[Document section]
▽

The Consumer Protection Act provides consumers with numerous remedies. The
following are such remedies:

1. Removal of Defects: If the consumer after conducting a proper test by using the
product finds the product to be defective, then the authority can pass an order for
the removal of such defects in the product.

2. Replacement of Goods: The consumer can get the defective goods replaced with
new ones, which are non-defective.

3. Refund of the Price: The consumer is entitled to get a refund of the price paid
by him for the goods or charges paid for the service if they are defective.

4. Award of Compensation: A consumer can demand compensation from the


trader or service provider due to his negligence if the consumer has suffered any
loss due to some physical injury.

5. Removal of Deficiency in Service: The authority can pass orders for removal of
the deficiency if there is any deficiency in the delivery of the service. For instance,
the court can pass orders to sanction the loan if the bank is making unnecessary
delay in sanctioning the loan.

6. Discontinuance of Unfair/Restrictive Trade Practices: If a complaint is filed


by the consumer against any unfair trade practice in the market, the authority can
order an immediate withdrawal of such a practice or even ban it.

7. Stopping of Sale of Hazardous Goods: The consumers have a relief to remove


or withdraw hazardous goods from the market. Legal action can also be taken
against the trader who has sold such goods.

△

Using the text on consumer remedies above, decide whether each of these statements agrees with it: (a) A refund can cover charges paid for a service as well as the price paid for goods. (b) A consumer can demand compensation for any loss, whatever its cause. (c) Against an unfair trade practice, the authority can order withdrawal but cannot ban the practice. Answer yes or no for each and quote the words of the text that settle it.

[Data]

▽

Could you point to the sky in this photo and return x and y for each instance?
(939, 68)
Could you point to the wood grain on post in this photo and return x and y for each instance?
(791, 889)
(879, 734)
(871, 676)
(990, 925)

△

[Solution to this task]
(a) Yes: "The consumer is entitled to get a refund of the price paid by him for the goods or charges paid for the service if they are defective."
(b) No: "if the consumer has suffered any loss due to some physical injury."
(c) No: "the authority can order an immediate withdrawal of such a practice or even ban it."